• **TASK REQUIREMENTS**
Copy the data below. Keep every line exactly as it is.

• **STUDY MATERIAL**
____

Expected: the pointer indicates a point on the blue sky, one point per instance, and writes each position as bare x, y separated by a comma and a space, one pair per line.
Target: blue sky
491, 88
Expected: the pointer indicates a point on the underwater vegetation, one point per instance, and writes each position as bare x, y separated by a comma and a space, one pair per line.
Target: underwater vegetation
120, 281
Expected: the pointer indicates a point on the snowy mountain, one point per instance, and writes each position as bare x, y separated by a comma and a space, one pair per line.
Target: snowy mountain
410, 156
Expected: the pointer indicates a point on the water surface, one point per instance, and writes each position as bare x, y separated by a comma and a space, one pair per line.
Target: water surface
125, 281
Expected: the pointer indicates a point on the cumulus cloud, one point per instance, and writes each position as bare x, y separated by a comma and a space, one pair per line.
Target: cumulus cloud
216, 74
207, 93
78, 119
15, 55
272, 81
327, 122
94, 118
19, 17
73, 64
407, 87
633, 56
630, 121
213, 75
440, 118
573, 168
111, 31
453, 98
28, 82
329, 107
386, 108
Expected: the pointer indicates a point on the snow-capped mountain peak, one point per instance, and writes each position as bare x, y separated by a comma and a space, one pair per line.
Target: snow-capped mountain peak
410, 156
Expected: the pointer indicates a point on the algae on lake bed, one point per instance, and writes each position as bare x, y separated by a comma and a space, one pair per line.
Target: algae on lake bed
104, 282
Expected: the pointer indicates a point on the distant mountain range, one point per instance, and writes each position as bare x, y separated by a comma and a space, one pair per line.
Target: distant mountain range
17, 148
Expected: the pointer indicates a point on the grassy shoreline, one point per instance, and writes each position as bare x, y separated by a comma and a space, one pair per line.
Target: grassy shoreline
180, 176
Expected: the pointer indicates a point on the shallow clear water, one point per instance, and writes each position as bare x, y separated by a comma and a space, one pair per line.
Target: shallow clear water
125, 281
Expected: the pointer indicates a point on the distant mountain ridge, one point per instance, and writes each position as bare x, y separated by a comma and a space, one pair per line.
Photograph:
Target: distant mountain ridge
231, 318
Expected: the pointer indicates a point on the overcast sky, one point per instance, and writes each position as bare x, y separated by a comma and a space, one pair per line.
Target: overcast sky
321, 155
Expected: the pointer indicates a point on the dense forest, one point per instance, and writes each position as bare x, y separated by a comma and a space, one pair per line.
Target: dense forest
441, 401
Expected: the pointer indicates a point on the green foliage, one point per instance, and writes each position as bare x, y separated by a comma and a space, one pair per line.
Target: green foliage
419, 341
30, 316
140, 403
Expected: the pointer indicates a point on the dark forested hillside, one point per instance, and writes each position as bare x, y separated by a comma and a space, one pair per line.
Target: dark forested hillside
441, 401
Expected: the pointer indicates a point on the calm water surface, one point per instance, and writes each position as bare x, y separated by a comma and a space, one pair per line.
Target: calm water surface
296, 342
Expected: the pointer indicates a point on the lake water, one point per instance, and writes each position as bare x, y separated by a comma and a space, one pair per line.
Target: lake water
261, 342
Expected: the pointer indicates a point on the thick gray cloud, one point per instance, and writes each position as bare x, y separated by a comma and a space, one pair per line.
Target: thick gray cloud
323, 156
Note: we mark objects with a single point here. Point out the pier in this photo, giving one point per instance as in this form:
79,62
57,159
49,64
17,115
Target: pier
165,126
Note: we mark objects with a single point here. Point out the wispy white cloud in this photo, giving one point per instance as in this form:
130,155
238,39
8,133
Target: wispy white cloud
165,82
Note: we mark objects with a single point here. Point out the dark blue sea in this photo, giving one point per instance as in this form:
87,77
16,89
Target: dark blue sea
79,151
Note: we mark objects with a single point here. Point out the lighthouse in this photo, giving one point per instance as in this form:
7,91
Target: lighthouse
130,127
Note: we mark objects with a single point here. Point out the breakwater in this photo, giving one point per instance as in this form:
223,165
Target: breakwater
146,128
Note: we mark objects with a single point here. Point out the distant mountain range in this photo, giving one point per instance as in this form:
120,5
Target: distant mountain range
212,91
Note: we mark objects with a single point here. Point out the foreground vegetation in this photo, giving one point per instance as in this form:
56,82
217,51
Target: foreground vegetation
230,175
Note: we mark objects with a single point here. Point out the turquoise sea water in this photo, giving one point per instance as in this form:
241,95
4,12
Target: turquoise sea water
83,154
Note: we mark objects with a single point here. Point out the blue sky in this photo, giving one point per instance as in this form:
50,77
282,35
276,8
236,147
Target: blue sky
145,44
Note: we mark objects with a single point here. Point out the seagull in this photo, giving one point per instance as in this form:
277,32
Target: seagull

____

• **EXERCISE OUTPUT**
Expected: the pointer indicates a point on the blue sky, one point per instance, and writes each position as bare x, y separated by a comma and a space, one pair per line.
Target: blue sky
491, 88
Expected: the pointer indicates a point on the underwater vegetation, one point per instance, and writes each position as bare x, y separated by a comma and a space, one pair per line.
Target: underwater vegetation
120, 281
Expected: the pointer indicates a point on the snowy mountain, one point per instance, and writes each position as bare x, y separated by a comma and a space, one pair per line.
Target: snowy mountain
410, 156
Expected: the pointer indicates a point on the water surface, one point per instance, and writes each position as bare x, y separated by a comma and a space, one pair per line.
Target: water surface
125, 281
Expected: the pointer indicates a point on the cumulus cloud, one point per instance, and writes each position as bare x, y separated by a comma and a space, one pair per line.
Target: cumulus cloud
216, 74
207, 93
78, 119
15, 55
272, 81
327, 122
94, 118
19, 17
73, 64
407, 87
633, 56
630, 121
213, 75
440, 118
573, 168
111, 31
453, 98
28, 82
329, 107
386, 108
Expected: the pointer indicates a point on the snow-capped mountain peak, one point per instance, and writes each position as bare x, y separated by a comma and a space, one pair per line.
Target: snow-capped mountain peak
410, 156
Expected: the pointer indicates a point on the algae on lake bed, one point per instance, and writes each position as bare x, y separated by a comma and a space, one pair per line.
Target: algae on lake bed
104, 282
Expected: the pointer indicates a point on the distant mountain range, one point per instance, and writes each position as bare x, y separated by a comma and a space, one pair per line.
Target: distant mountain range
17, 148
Expected: the pointer indicates a point on the grassy shoreline, one point per instance, and writes each position as bare x, y separated by a comma and a space, one pair per line.
Target: grassy shoreline
180, 176
Expected: the pointer indicates a point on the shallow clear water, one point per instance, and writes each position as bare x, y separated by a comma and a space, one pair per line.
Target: shallow clear water
125, 281
Expected: the pointer indicates a point on the distant mountain ridge, one point per instance, and writes each position as bare x, y separated by a comma and a space, one pair per line.
Photograph:
Target: distant mountain ridge
231, 318
Expected: the pointer indicates a point on the overcast sky, one point per instance, and writes each position as bare x, y separated by a comma and a space, one pair per line.
Target: overcast sky
321, 155
Expected: the pointer indicates a point on the dense forest, one point per instance, and writes each position as bare x, y separated by a comma and a space, one pair per line.
Target: dense forest
441, 401
Expected: the pointer indicates a point on the green foliage, one point per instance, and writes each position as bare x, y separated by a comma and a space, one pair per line.
Target: green foliage
419, 341
30, 316
140, 403
Expected: the pointer indicates a point on the dark forested hillside, one point per instance, and writes each position as bare x, y separated by a comma and a space, one pair per line.
Target: dark forested hillside
441, 401
Expected: the pointer indicates a point on the calm water surface, one point per instance, and writes each position as bare x, y separated by a comma and a space, one pair per line.
Target: calm water surface
296, 342
Expected: the pointer indicates a point on the lake water, one point per instance, and writes each position as bare x, y separated by a comma and a space, one pair per line.
Target: lake water
261, 342
Expected: the pointer indicates a point on the thick gray cloud, one point per instance, and writes each position as bare x, y separated by a comma and a space, one pair per line.
Target: thick gray cloud
323, 156
Note: we mark objects with a single point here. Point out the pier in this photo, giving one point per instance as in this form:
79,62
57,159
49,64
17,115
Target: pier
165,126
Note: we mark objects with a single point here. Point out the wispy white cloud in this photo, giving one point per instance as in this form:
130,155
238,39
8,133
Target: wispy white cloud
165,82
Note: we mark objects with a single point here. Point out the dark blue sea in this photo, giving one point per instance as in this form:
87,77
16,89
Target: dark blue sea
79,151
Note: we mark objects with a single point here. Point out the lighthouse in this photo, giving one point per instance as in this form:
7,91
Target: lighthouse
130,127
Note: we mark objects with a single point here. Point out the breakwater in this photo, giving one point per instance as in this form:
223,165
Target: breakwater
146,128
Note: we mark objects with a single point here. Point out the distant mountain range in this photo, giving one point per instance as in this form:
120,5
Target: distant mountain range
212,91
Note: we mark objects with a single point here. Point out the foreground vegetation in this photo, giving one point per instance as in this form:
56,82
217,51
Target: foreground vegetation
230,175
Note: we mark objects with a single point here. Point out the turquoise sea water in this photo, giving one point per instance as in this form:
241,95
4,12
Target: turquoise sea water
83,154
Note: we mark objects with a single point here. Point out the blue sky in this photo, giving one point per instance as in this form:
50,77
282,35
276,8
236,147
Target: blue sky
145,44
Note: we mark objects with a single point here. Point out the seagull in this photo, giving one point per instance as in this form:
277,32
Target: seagull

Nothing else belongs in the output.